Return the listing below unchanged, except that the pictures are dropped.
BEGIN
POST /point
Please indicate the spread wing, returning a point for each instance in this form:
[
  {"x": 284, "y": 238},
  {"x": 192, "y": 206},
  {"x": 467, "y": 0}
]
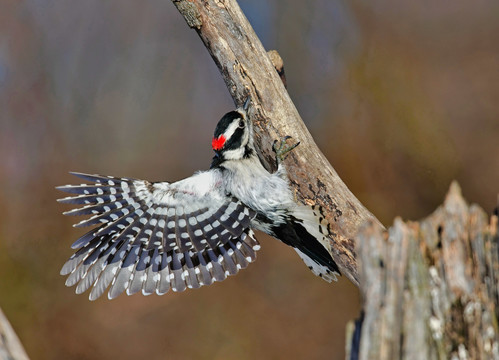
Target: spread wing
[{"x": 151, "y": 237}]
END
* _WRITTEN ANSWER_:
POST /point
Please indicate the spread wing, returning a point for each instance in this form:
[
  {"x": 284, "y": 238},
  {"x": 192, "y": 206},
  {"x": 467, "y": 0}
]
Target: spread wing
[{"x": 151, "y": 237}]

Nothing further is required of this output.